Problem to solve:
All entries are to be repeated exactly as shown below.

Top of Exercise data

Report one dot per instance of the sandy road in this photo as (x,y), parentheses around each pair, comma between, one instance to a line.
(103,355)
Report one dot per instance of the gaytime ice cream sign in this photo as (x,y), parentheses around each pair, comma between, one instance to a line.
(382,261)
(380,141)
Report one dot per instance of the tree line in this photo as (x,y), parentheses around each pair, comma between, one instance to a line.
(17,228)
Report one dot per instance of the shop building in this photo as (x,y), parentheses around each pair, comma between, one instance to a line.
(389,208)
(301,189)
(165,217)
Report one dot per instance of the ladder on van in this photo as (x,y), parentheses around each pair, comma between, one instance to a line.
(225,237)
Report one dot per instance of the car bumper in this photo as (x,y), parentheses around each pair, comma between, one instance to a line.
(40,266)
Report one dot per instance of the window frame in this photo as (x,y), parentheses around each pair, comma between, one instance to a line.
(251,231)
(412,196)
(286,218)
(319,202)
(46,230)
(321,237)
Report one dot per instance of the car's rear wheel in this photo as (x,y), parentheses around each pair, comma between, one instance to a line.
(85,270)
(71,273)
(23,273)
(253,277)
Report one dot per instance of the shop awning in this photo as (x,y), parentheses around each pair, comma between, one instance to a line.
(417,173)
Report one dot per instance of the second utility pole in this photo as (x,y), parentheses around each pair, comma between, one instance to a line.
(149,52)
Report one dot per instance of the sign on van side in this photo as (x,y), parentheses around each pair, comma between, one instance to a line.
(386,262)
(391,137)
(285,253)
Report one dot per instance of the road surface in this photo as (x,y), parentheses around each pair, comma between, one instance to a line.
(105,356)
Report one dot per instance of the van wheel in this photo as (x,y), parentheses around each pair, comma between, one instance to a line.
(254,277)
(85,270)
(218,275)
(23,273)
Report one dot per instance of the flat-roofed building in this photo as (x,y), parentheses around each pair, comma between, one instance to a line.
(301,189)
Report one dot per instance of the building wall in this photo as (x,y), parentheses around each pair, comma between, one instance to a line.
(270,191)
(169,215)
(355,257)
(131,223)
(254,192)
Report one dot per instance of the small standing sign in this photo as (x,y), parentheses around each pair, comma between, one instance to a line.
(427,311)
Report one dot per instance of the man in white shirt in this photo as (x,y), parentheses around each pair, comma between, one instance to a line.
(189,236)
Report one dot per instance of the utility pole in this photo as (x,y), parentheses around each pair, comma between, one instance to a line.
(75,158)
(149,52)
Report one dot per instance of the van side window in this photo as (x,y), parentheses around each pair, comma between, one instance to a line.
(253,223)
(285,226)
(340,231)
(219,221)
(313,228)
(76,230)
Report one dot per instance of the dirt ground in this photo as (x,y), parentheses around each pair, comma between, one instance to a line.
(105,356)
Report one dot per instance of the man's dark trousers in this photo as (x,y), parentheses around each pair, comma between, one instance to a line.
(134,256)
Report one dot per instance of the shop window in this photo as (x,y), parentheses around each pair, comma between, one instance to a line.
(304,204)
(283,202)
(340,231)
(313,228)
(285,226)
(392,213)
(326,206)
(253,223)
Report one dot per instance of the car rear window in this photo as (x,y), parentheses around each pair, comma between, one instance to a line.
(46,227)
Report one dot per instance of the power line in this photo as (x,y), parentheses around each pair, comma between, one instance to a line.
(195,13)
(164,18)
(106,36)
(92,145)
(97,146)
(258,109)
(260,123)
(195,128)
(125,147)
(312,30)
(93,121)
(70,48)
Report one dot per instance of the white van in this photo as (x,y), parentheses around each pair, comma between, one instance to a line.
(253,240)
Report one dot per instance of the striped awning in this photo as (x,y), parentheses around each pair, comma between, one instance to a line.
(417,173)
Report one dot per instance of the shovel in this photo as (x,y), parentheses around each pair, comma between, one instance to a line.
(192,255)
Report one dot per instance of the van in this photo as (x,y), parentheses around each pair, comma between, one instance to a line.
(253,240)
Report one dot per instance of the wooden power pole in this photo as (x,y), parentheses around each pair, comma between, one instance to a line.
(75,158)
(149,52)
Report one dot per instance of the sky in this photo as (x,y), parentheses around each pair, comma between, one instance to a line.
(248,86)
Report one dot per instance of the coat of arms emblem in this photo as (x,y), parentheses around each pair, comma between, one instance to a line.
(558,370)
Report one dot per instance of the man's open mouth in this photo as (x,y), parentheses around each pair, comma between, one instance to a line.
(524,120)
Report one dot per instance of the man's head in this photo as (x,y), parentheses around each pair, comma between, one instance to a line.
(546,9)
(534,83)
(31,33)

Bottom of Exercise data

Solution to this problem:
Report one dot per instance of the sandy road in this photo as (x,y), parentheses around each pair, comma between, one instance to a line.
(103,355)
Report one dot per instance of the gaytime ice cream sign in this photo as (x,y), parentheses around each pair, comma between, one instance to a line.
(382,261)
(380,141)
Report one dot per instance of the tree line in this photo as (x,y), parentheses around each pair, comma between, one instance to a line.
(17,228)
Report one dot per instance of the shop building in this photo as (x,y), parentheses around each pair, comma between, one instance to a line.
(389,208)
(301,189)
(165,217)
Report one dot per instance of the ladder on van in this photo as (x,y), parentheses around each pair, comma between, one instance to a line.
(225,237)
Report one dot per instance of the car bumper in this photo as (x,y), parentheses around each pair, comma between, one instance to a line.
(40,266)
Report one dot per instance of the window frame in this photo as (x,y), parentheses around each pair, comma between, one instance to a line.
(251,231)
(412,196)
(286,218)
(319,202)
(46,230)
(321,237)
Report one dot per instance of the car's rear wheel in this photo as (x,y), parentheses around each pair, comma between, one instance to a line.
(85,270)
(71,273)
(23,273)
(253,277)
Report one dot per instance of the shop awning in this photo as (x,y), parentheses around each pair, comma between, one instance to a line.
(417,173)
Report one dot per instance of the second utility pole in this photo as (x,y), parentheses around each pair, comma between, one instance to a line.
(149,52)
Report one dot per instance of the sign on van side in this photo as (x,y), parentheses around each pair, comma between, one instance to a line.
(386,262)
(391,137)
(285,253)
Report one dot per instance of the road surface in this photo as (x,y), parentheses around each pair, comma between, one instance to a line.
(105,356)
Report one dot per instance of the van wheel in this photo as (x,y), parentheses around each pair, comma between, one instance to a line.
(254,277)
(85,270)
(218,275)
(23,273)
Report one dot per instance of the flat-roofed building in this photo as (x,y), parentheses around each pair, comma between, one instance to a line.
(301,189)
Report one dot per instance of the building wall in this photo as (x,y), parentheses around each pair, comma between, one instance to a line.
(270,191)
(169,215)
(355,257)
(131,223)
(254,192)
Report one dot per instance of the small standing sign in this photo as (x,y), parentheses around each pair, comma between, one instance to a line.
(427,311)
Report one dot per instance of the man in white shirt in this photo as (x,y), parentheses around each pair, comma between, one instance to a line.
(189,236)
Report one dot per instance of the utility pole in this photo as (x,y), parentheses around each pair, comma between, one instance to a line.
(75,158)
(149,52)
Report one dot per instance of the van side window in this photo as (x,y), parentheses around each pair, comma between, one instance to a line.
(253,223)
(285,226)
(340,231)
(219,221)
(313,228)
(76,230)
Report one dot per instance of the dirt ground in this photo as (x,y), parentheses around each pair, comma between, one instance to a line.
(105,356)
Report one dot per instance of the man's dark trousers in this photo as (x,y), parentheses around each pair, comma between, one instance to a line.
(134,256)
Report one dot per instance of the shop window in this photo as (x,y), parentheses around each pair, comma between, one instance to a line.
(304,204)
(283,202)
(340,231)
(313,228)
(285,226)
(392,213)
(326,206)
(253,223)
Report one dot per instance of the car rear window in this photo as (x,y), parentheses around each pair, comma between, one instance to a line.
(46,227)
Report one dot per instance of the power line in this photo as (x,y), parentheses around each pair, comma between, one instance to a line.
(195,13)
(164,18)
(106,36)
(92,145)
(97,146)
(258,109)
(260,123)
(195,128)
(125,147)
(312,30)
(93,121)
(70,48)
Report one dot per instance of the white van in this photo as (x,y), parentheses around each pair, comma between, one instance to a line.
(253,240)
Report one dot per instance of the striped awning in this photo as (x,y), parentheses around each pair, comma between, one instance to a line.
(417,173)
Report one dot per instance of the shovel in this photo as (x,y), parentheses around each pair, comma between, one instance to a line.
(192,255)
Report one dot per instance of the van in this photo as (x,y), parentheses around each pair, comma between, one instance to a line.
(253,240)
Report one dot per instance of the wooden power pole in this photo as (x,y), parentheses around each pair, comma between, one instance to a line.
(75,158)
(149,52)
Report one dot per instance of the sky in this photo as (x,y), parentheses around each pair, comma between, one instance to a line.
(248,86)
Report one dot per instance of the coat of arms emblem in this photo as (x,y), parentheses around each pair, comma between, one instance to a line.
(558,370)
Report one dot per instance of the man's open mouth in this photo as (x,y), parentheses around each pair, comma between, one instance to a line.
(524,120)
Report one dot per instance of the man's head in this photo as (x,y), parentheses around each pair, comma between, one instance to a line.
(546,9)
(534,83)
(31,33)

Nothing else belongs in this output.